• **INSTRUÇÃO**
Prossiga o texto sobre o descrédito dos tribunais e dos magistrados a partir da última frase apresentada.

• **EXCERTO DO TEXTO**
· · · · · · ·

2. Uma parte dos cidadãos com questões a resolver nos tribunais fica, entretanto, tranquila consigo mesma, porque tendo como responsáveis principais pelo mau funcionamento da Justiça os magistrados e advogados, pode descansar e sobrestar sobre as decisões dos tribunais que directamente aos afecta e manter-se crítica – muito convenientemente crítica – quanto ao afamado e evidente mau funcionamento do sistema.

O poder político que temos, ciente dessa predisposição social, aproveita para descarregar responsabilidades próprias no que respeita à qualidade e realização das reformas que anuncia, que raro concretiza em pleno, geralmente por falta dinheiro, mas, também, correntemente, por falta de estudo, imaginação e capacidade técnica e de diálogo profissional.

Aproveita, além disso, quando lhe convém, para desacreditar ainda mais a acção dos tribunais e dos magistrados, infamando todos e uns quantos em especial, aliciando alguns e procurando até substituir ou pedir a substituição daqueles que, de alguma forma, tiveram de cumprir o seu dever em condições funcionais e mediáticas que não dominam nem, de facto, controlam.

Inventam-se, depois, para gáudio geral, simbólicas reformas de fundo para vergastar publicamente a invocada indolência dos magistrados e advogados, pouco importando se elas são tecnicamente viáveis e se, assim, se prejudica ainda mais a eficiência do sistema. Outros arcarão com a responsabilidade e se enterrarão com ela.

Rebaixa-se o estatuto dos magistrados, na certeza de que os comissários e comentadores de serviço – que ganham numa noite de larachada televisiva mais do que um magistrado de primeira instância num mês –, ali estarão sempre obedientes e dispostos a apoiar o justo corte de privilégios; desde que sejam os dos outros.

Acusa-se as magistraturas de violação sistemática da constituição, das leis e do segredo de justiça – a que muitos têm acesso e podem, também, violar – sem se cuidar de saber a quem interessa, no fundamental, essa violação. Tudo, como se os magistrados fizessem, em geral, parte de uma seita iniciática interessada na descredibilização da democracia, do estado de direito, da honra dos nossos políticos e homens de negócios, dos tribunais e de si próprios.

· · · · · · ·

• **EXTRATO DE DADOS**

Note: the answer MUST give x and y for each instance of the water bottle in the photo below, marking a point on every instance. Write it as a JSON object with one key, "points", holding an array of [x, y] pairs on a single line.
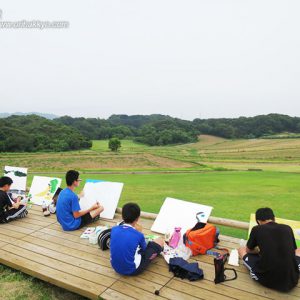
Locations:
{"points": [[175, 238], [44, 206]]}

· · · · · · ·

• **RESPOSTA**
Espera-se, por fim, que não reajam como os outros cidadãos, porque integram órgãos de soberania, mas sempre se acrescenta, de seguida, que não podem esperar ter direitos diferentes dos demais funcionários públicos e trabalhadores, mesmo que, concomitantemente, tenham deveres mais rigorosos, maiores responsabilidades e obrigações e efectiva exclusividade de funções.

Pasma-se, depois, com exuberantes, hipócritas e encomendadas manifestações de indignação pública e mediática, com o facto de estes privilegiados se atreverem, ainda assim, a reagir. Não deveriam eles, afinal, ser solidários com semelhantes medidas e com os políticos que as aplicam tão respeitosamente?

3. Que existe uma crise da Justiça todos sabemos. Mas, mais grave do que ela, é a crise de valores e de cultura que orientam os conceitos de relacionamento e responsabilidade institucional dos que nos governam. Políticos a quem incomoda, simplesmente, o confronto com o pequeno espaço de autonomia profissional, intelectual e moral e a autoridade social que resta nos corpos profissionais intermédios.

Como ultrapassar esta crise – ou estas crises – é questão que os portugueses que ainda se podem dar ao privilégio de pensar sem ser pela cabeça e interesses que comandam os gurus da nossa pós-modernidade política, económica e mediática, se colocam.

Como ultrapassar esta crise, apostando sempre na diversidade democrática das ideias, sem alienação dos discursos políticos e dos princípios ideológicos, é a questão mais importante que se põe, nos dias de hoje, aos portugueses; sejam eles magistrados, advogados, professores, militares, funcionários públicos, trabalhadores e empresários.

4. No que diz respeito à Justiça, muitas das soluções para a (muito e para muitos conveniente) crise encontram-se já medianamente definidas, tanto ao nível do método da reforma, como no das ideias e propostas concretas.

O método definiu-o e defendeu-o sempre o actual PR, quando se empenhou, pessoalmente, na realização do Congresso da Justiça e na concretização de um acordo mínimo sobre as bases da reforma da Justiça, que contasse com a diligência, mobilização e interesse activo das diversas profissões judiciárias, dos distintos representantes das forças políticas parlamentares e do Governo.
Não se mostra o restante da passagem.